▶ [GIVEN EXERCISE] In the lines below, find the one that contains "Would you be able to locate the agave plant" and write it out exactly, along with every line that follows it.

▶ [RECORDS FOR THE EXERCISE]
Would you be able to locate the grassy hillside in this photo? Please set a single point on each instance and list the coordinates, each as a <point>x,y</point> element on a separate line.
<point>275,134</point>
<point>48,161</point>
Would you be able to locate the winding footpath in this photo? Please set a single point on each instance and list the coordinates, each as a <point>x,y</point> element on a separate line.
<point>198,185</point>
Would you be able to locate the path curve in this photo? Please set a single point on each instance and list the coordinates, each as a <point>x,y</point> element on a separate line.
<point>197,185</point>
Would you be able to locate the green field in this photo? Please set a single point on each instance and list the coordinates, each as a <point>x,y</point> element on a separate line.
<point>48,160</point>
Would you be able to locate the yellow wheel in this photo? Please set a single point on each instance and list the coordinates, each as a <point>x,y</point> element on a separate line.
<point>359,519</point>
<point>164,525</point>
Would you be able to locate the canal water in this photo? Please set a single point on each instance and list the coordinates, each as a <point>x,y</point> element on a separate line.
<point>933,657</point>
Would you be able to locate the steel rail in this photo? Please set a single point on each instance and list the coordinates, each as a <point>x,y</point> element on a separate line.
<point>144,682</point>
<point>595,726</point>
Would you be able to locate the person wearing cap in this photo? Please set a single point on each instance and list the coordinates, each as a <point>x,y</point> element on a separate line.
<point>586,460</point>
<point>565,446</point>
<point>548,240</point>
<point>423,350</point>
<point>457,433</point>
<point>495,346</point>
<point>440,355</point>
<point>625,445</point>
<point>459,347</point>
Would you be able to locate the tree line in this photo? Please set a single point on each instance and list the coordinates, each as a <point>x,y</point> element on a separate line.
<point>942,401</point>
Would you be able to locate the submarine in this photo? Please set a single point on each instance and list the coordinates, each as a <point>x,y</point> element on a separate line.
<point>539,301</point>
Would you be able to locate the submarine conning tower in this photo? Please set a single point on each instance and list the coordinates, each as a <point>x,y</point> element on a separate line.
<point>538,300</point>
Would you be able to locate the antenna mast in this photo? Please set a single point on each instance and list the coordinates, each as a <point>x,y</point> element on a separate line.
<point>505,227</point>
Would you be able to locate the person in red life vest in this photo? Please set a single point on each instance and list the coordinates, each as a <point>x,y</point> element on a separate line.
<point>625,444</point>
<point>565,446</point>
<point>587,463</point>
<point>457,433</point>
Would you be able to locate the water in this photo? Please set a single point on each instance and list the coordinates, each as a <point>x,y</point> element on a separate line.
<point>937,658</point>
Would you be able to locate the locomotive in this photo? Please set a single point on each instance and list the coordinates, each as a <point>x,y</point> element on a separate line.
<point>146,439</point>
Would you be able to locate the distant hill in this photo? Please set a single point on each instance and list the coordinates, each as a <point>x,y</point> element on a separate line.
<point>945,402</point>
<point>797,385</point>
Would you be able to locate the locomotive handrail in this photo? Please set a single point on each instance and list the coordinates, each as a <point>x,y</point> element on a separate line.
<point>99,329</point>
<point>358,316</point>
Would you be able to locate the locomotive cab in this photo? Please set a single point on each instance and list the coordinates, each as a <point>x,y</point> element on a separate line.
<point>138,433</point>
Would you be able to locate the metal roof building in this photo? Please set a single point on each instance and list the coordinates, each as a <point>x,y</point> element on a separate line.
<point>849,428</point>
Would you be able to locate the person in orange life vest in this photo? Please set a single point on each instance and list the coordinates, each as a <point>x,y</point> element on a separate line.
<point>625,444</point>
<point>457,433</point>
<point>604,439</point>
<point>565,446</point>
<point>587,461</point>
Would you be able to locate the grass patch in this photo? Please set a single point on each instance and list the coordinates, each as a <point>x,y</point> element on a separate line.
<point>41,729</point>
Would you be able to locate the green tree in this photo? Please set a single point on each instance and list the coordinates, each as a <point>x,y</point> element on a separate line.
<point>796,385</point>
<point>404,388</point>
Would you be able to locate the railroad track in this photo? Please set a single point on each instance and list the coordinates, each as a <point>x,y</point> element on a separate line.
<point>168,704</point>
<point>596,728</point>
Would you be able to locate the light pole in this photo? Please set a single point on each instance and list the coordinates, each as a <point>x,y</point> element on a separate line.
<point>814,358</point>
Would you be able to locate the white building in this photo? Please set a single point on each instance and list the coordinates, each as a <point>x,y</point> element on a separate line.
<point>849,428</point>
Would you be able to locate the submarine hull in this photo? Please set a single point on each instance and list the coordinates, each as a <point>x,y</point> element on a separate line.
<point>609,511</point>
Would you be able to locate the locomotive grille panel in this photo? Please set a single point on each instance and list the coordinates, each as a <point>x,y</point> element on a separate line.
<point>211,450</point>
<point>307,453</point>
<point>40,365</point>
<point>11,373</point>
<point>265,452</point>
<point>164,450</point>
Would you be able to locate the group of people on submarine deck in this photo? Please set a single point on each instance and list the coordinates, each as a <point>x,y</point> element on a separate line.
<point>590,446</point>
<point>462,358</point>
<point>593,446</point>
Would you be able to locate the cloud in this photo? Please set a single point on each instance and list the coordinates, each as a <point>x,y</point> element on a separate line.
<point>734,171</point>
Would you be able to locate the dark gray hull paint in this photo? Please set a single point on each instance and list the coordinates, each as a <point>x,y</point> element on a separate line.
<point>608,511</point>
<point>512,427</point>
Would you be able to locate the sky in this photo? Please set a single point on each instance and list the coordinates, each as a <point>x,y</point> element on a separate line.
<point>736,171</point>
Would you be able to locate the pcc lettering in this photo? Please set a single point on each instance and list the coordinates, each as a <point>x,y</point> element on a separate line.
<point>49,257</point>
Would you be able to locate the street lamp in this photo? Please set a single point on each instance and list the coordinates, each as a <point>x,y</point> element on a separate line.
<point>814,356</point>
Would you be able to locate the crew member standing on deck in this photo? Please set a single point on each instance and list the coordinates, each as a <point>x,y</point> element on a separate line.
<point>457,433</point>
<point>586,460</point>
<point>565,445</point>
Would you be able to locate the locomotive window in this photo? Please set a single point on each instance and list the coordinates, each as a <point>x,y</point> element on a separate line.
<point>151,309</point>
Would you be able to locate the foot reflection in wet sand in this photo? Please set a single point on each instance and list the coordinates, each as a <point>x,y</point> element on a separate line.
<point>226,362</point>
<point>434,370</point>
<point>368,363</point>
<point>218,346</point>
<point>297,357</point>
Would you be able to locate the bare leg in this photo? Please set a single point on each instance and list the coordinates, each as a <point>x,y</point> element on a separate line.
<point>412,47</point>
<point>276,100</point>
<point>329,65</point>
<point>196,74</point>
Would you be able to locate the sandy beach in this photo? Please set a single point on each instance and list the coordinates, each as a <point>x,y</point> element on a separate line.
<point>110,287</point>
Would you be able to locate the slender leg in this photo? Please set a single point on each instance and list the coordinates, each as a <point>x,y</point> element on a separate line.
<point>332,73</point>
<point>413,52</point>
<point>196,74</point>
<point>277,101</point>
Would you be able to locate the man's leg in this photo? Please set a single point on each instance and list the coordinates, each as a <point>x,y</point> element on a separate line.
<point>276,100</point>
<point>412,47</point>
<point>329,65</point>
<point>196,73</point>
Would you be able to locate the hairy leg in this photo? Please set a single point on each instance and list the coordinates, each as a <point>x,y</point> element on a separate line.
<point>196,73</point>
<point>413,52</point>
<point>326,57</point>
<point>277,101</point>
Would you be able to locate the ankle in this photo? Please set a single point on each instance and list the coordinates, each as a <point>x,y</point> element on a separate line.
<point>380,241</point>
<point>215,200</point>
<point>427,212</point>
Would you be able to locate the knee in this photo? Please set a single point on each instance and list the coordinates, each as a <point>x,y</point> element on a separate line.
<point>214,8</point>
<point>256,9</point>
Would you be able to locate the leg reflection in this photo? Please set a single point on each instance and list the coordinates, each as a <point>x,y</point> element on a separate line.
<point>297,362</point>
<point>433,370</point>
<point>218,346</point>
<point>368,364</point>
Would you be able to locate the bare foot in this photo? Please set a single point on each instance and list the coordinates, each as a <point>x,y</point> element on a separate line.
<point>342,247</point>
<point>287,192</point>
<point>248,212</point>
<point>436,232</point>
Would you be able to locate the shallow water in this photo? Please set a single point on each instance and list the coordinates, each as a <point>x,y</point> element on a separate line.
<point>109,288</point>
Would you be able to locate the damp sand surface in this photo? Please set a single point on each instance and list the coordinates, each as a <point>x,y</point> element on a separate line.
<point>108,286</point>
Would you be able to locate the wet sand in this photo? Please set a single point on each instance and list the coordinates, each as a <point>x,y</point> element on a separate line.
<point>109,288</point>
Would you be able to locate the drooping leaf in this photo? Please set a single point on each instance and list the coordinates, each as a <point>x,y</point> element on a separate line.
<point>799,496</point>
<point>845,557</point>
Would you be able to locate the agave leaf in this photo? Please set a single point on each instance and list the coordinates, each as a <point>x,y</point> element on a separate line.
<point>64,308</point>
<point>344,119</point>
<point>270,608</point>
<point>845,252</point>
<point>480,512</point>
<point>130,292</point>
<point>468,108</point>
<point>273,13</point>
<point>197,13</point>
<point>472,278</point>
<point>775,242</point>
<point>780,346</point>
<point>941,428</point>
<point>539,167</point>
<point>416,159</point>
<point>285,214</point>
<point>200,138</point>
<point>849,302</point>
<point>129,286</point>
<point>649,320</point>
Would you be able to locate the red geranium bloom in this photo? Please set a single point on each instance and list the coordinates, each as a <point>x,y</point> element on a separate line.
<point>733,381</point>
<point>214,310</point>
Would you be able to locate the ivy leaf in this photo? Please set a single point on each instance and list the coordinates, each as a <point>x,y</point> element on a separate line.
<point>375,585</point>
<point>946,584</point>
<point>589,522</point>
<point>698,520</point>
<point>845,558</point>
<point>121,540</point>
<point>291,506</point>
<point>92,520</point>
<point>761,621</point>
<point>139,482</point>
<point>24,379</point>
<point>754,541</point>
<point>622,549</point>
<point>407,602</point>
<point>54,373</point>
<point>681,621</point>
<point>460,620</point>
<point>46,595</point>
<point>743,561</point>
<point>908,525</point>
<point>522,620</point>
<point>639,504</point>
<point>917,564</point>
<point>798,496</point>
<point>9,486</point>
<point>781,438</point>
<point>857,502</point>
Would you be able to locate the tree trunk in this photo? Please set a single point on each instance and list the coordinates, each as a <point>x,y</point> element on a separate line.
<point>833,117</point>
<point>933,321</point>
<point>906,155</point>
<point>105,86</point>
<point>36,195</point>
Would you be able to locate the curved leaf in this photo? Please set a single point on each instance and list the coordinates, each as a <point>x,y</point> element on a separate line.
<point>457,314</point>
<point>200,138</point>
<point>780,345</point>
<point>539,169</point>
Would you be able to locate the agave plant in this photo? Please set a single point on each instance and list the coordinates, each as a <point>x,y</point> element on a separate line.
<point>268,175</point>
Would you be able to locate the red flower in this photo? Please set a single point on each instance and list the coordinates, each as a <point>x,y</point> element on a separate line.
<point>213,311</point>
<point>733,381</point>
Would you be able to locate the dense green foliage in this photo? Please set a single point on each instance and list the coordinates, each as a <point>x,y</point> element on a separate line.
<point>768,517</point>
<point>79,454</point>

▶ [OUTPUT BELOW]
Would you be able to locate the agave plant in this photo? Please set a single point on each instance and list the coordinates, each as a <point>x,y</point> element on a separate line.
<point>268,175</point>
Would you be able to locate the red flower in this photo? Please set a single point on each instance and list the coordinates, each as a <point>x,y</point> element on a separate line.
<point>213,311</point>
<point>733,381</point>
Would you be able to locate the dense green foliage in this photo? Please set a single point on each instance and list the coordinates, each as a <point>x,y</point> element on a separate line.
<point>768,517</point>
<point>79,454</point>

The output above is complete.